PAGE TEXT =
--- begin ---
Canadian punk rock group Nomeansno (founded in 1979 and active as of 2009) have been cited by critics[4] as a "secret influence" on math rock, predating much of the genre's development by more than a decade. Though never finding or even seeking mainstream attention, Nomeansno's music typically blends dark humor, punk energy and aggression, drastic shifts in tempo and structure and acclaimed instrumental prowess in their quest for transcendence. An even more avant-garde group of the same era, Massacre featured guitarist Fred Frith and bassist Bill Laswell. With some influence from the rapid-fire energy of punk, Massacre's influential music used complex rhythmic characteristics. Black Flag's 1984 album My War also included unusual polyrhythms[5].

In the 1990s a heavier, rhythmically complex style grew out of the broader noise rock scenes active in Chicago and other Midwestern cities, with influential groups also coming from Japan and Southern California. These groups shared influences ranging from the music of 20th century composers such as Igor Stravinsky, John Cage, and Steve Reich, as well as the chaotic free-jazz approach of John Zorn's Naked City, and critics soon dubbed the style "math rock."

[edit] Midwestern groups

During the 1990s, the greatest concentration of math rock bands was in the urban centers of the U.S.'s Midwestern "Rust Belt," ranging from Minneapolis to Buffalo, with Chicago being a central hub. The Chicago-based engineer Steve Albini is a key figure in the scene, and many math rock bands from around the country have enlisted him to record their albums, giving the genre's recorded catalog a certain uniformity of sound, and lumping his bands past and present — Shellac, Rapeman, and Big Black — into the pigeonhole as well. Also, many math rock records were released by Chicago-based Touch and Go Records, as well as its sister labels, Quarterstick Records and Skin Graft Records.

Some key bands of this period include Bastro, Table, Cheer-Accident, Shellac, and Breadwinner. Hailing from Chicago’s north side was The Great Brain, who infused their twisted experimental punk with mathematical precision. Performing live with the likes of Sweep the Leg Johnny, Blunderbus, and a litany of Skin Graft Records bands (U.S. Maple, The Flying Luttenbachers, Big’N, Mount Shasta), The Great Brain forged a unique musical taxonomy utilizing carefully plied dissonance and thickly textured sound fields over skewed, angular riffs, adding disruptive bits of sonic trickery, rhythmic layers of feedback and changing time signatures.[6] Also from the Chicago area, from nearby DeKalb, Illinois, is U.S. Maple, which formed out of the ashes of the Jesus Lizard-esque Shorty. U.S. Maple took a more deconstructive approach to their brand of rock music, similar to that of Captain Beefheart. Their music has a free-form approach to rhythm, with songs only occasionally coalescing into conventional rock beats. Thus, aesthetically, the group is not as "mathy" as other bands in the genre, but the same thought process of dismantling rock music still applies.
--- end ---
DATA EXCERPT =
--- begin ---
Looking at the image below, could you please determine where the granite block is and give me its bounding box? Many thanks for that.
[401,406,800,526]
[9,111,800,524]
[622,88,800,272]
--- end ---
DIRECTIONS FOR THIS TASK = Pick up the math rock history where it stops and continue it, beginning after its final sentence.

RESPONSE TO THIS EXERCISE =
Several other math rock groups of the 1990s, all characterized by extreme rhythmic complexity and sonic brutality, were based in Midwestern cities: Cleveland's Craw and Keelhaul, St. Louis's Dazzling Killmen, and Minneapolis' Colossamite.

[edit] Pittsburgh groups

The city of Pittsburgh is home to one of the most defining examples of the math rock genre: the four-piece instrumental band Don Caballero. Formed in 1991, "Don Cab," as the group is affectionately known, blends heavy noise rock sounds with avant-garde jazz influences. Like many other bands in the style, Don Caballero's members despise the "math rock" label applied to them by critics. Even so, it should come as no surprise that a temporary bass player Matt Jencik, a member of another former Pittsburgh math rock band, Hurl, also spent time in Don Caballero. The group's former guitarist Mike Banfield has noted Breadwinner to be an important early influence on the band's sound. Their other former guitarist, Ian Williams, drew quite heavily from the minimalist works of Steve Reich, shown especially in the group's final release with him as guitarist, American Don. Don Caballero disbanded in 2000 after a van accident that abruptly ended their support tour of American Don. However, Che reformed the band in 2003 with an entirely different lineup consisting of members of the Pittsburgh-based math rock band Creta Bourzia.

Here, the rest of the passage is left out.